Leia
com atenção a notícia publicada no jornal Zero Hora, de 14/07/2007 e em seguida
a crônica escrita pelo comentarista David Coimbra, da RBS, falando acerca da
abertura dos Jogos Pan-Americanos:
LULA É VAIADO EM FESTA BONITA
Vaias ao presidente Luis Inácio
Lula da Silva marcaram a cerimônia de abertura dos Jogos Pan-Americanos do Rio,
ontem, no Maracanã. Em uma quebra de protocolo, o presidente do Comitê Olímpico
Brasileiro (COB), Carlos Arthur Nuzman, assumiu a tarefa de abrir oficialmente
o evento.
Segundo o documento da organização
dos Jogos, Lula deveria falar após o presidente do COB e o da Organização
Esportiva Pan-Americana (Odepa), o mexicano Mario Vazquez Raña. Respeitando
tradição de desde a edição de Buenos Aires, em 1951, Lula daria início ao Pan,
dizendo: “Declaro abertos os Jogos. Boa sorte, Brasil”.
Mas a reação do público teria
obrigado mudanças no protocolo. Nas vezes em que Lula aparecia nos telões ou
era citado no evento, parte dos 90 mil espectadores o vaiava. O presidente, na
tribuna de honra, ficou visivelmente chateado. Segundo o prefeito do Rio, César
Maia, enquanto outros dirigentes discursavam, Lula decidiu não fazer sua parte
na abertura. O presidente pediu ao Nuzman para não dizer que ele (Lula) anunciaria
os jogos. Só que esqueceram de informar o Raña, que acabou chamando o nome do
presidente. Foi uma situação chata, por culpa da precipitação da comitiva do
presidente – disse César Maia.
Lula chegou a postar-se à frente
do microfone, com seu texto na mão, mas Nuzman acabou dizendo:
- Em nome de todos, declaro
abertos os jogos Pan-Americanos do Rio.
Segundo a assessoria de imprensa da
Presidência, houve “desencontro de cerimoniais”, ou seja, uma gafe. Já o comitê
organizador do Pan não deu sua versão.
Ao fim da cerimônia, Lula saiu do
Maracanã sem falar. Entrou no carro com a primeira-dama, Marisa Letícia, após
se despedir do governador do Rio, Sérgio Cabral. Questionado sobre a reação do
público, o vice-presidente José Alencar também não quis falar.

#####

LISTA DE TAREFAS |
(a) Reescreva o trecho do texto sobre a abertura do Pan entre "Segundo a assessoria" e "deu sua versão.", inclusive, substituindo "desencontro de cerimoniais" por "falha de cerimonial".
(b) Diga se cada afirmação concorda com o texto sobre a abertura do Pan. Responda sim ou não e cite as palavras do texto que decidem.
(i) Carlos Arthur Nuzman abriu oficialmente o evento.
(ii) O comitê organizador do Pan deu sua versão sobre o ocorrido.
(iii) Lula falou com a imprensa ao sair do Maracanã.
(c) Responda com base no texto sobre a abertura do Pan:
(i) Quantos espectadores estavam no evento?
(ii) Desde qual edição dos Jogos vem a tradição de o presidente dar início ao Pan?
(iii) De quem Lula se despediu antes de entrar no carro?

DADOS EXTRAÍDOS |
#####

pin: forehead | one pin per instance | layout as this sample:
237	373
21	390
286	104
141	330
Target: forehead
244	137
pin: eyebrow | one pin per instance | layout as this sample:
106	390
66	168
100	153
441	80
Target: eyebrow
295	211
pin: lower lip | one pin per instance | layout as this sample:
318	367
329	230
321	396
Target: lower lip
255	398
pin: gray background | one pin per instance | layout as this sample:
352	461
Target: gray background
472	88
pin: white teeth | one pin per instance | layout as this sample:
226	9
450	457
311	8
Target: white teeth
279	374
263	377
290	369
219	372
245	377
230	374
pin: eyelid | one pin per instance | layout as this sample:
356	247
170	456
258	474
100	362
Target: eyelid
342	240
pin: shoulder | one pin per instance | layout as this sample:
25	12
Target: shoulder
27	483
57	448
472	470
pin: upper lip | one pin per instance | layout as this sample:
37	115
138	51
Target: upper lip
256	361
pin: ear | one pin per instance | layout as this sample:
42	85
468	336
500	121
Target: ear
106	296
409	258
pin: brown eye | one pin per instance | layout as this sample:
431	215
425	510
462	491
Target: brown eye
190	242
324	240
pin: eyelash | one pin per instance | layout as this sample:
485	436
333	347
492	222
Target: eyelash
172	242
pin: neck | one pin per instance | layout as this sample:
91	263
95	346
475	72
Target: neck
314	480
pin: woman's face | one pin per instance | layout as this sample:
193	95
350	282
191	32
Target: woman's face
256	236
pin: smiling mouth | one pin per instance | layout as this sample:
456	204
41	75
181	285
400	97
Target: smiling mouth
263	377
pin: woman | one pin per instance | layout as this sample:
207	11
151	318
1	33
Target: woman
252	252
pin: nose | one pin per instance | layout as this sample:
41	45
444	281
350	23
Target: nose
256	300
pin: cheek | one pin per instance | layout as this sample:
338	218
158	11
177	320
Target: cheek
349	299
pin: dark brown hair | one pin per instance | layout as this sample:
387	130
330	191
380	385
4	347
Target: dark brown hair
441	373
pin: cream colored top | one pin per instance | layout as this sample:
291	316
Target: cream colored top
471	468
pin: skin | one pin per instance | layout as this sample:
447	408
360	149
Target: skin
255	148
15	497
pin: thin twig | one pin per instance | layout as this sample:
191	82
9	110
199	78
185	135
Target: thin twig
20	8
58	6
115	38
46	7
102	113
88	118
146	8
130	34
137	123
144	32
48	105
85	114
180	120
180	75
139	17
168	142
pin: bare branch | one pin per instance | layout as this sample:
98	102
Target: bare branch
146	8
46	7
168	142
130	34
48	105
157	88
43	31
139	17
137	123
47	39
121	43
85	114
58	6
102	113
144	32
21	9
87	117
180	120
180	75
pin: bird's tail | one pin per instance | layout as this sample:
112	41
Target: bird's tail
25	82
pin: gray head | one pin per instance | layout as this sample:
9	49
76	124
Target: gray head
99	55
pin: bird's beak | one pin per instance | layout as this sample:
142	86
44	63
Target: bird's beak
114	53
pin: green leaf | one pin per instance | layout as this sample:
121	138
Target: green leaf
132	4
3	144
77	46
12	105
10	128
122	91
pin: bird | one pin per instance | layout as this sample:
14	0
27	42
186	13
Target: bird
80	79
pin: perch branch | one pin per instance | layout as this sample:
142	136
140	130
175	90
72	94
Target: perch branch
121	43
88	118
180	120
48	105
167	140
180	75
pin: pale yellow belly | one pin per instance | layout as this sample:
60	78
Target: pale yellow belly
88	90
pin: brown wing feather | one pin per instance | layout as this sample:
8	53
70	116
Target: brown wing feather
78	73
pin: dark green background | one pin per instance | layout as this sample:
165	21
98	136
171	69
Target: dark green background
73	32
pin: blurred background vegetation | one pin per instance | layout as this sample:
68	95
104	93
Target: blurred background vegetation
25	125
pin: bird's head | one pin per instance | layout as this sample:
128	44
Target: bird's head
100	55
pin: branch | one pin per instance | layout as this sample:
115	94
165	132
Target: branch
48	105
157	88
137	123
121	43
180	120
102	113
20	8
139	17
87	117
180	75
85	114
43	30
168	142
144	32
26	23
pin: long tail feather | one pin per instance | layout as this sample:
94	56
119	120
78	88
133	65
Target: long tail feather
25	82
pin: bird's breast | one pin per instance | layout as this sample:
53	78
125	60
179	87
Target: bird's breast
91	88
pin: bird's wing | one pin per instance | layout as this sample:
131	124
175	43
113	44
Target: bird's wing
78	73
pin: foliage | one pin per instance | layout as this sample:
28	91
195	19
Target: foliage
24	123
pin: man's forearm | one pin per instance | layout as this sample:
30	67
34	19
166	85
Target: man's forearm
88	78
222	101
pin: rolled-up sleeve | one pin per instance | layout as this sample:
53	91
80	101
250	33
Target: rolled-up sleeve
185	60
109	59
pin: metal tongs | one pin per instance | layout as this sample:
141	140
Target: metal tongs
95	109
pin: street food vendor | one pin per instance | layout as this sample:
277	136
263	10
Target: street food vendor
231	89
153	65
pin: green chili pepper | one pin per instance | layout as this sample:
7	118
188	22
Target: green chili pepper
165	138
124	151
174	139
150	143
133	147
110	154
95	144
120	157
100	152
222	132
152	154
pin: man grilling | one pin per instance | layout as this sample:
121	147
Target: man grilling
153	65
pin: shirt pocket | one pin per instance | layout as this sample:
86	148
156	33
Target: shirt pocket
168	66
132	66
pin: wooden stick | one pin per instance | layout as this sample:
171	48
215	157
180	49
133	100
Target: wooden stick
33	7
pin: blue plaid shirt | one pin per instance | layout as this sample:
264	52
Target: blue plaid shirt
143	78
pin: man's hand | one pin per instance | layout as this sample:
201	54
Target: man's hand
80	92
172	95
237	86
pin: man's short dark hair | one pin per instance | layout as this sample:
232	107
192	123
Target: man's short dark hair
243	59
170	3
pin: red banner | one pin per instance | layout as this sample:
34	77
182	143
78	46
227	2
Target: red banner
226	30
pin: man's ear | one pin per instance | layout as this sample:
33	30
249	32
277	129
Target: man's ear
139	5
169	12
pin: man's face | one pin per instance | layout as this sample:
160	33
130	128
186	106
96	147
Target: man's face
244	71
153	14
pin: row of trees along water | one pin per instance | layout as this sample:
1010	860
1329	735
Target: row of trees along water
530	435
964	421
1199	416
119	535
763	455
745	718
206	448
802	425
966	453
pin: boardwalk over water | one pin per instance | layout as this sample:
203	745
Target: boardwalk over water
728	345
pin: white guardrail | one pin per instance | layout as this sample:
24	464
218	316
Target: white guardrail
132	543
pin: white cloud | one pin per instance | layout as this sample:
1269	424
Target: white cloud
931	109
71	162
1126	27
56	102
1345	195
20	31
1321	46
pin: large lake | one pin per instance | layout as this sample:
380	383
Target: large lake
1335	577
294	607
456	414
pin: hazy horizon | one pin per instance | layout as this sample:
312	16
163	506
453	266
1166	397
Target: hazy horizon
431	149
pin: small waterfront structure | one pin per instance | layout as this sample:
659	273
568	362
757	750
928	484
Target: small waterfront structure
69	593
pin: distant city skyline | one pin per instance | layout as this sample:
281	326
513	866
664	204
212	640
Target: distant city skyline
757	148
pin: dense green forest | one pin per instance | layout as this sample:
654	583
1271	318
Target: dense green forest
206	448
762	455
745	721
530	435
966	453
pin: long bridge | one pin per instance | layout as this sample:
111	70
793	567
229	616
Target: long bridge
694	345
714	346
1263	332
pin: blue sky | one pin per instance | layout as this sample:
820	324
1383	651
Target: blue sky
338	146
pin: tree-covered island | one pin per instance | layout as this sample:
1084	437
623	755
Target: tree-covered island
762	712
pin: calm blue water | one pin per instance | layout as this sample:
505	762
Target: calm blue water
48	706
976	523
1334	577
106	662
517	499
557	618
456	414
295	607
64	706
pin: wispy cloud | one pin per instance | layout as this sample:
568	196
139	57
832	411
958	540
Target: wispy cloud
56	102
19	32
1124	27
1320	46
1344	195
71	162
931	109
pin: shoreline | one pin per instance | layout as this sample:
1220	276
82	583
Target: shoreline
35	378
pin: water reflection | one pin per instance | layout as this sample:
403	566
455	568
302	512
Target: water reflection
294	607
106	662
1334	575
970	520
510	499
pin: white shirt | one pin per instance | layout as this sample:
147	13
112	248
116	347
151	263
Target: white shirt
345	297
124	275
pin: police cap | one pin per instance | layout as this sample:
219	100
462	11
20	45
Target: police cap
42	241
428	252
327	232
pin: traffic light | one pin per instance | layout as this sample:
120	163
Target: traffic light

#####

RESPOSTAS ESCRITAS |
(a)
Segundo a assessoria de imprensa da
Presidência, houve “falha de cerimonial”, ou seja, uma gafe. Já o comitê
organizador do Pan não deu sua versão.

(b)
(i) Sim: "o presidente do Comitê Olímpico Brasileiro (COB), Carlos Arthur Nuzman, assumiu a tarefa de abrir oficialmente o evento."
(ii) Não: "Já o comitê organizador do Pan não deu sua versão."
(iii) Não: "Ao fim da cerimônia, Lula saiu do Maracanã sem falar."

(c)
(i) 90 mil espectadores.
(ii) Desde a edição de Buenos Aires, em 1951.
(iii) Do governador do Rio, Sérgio Cabral.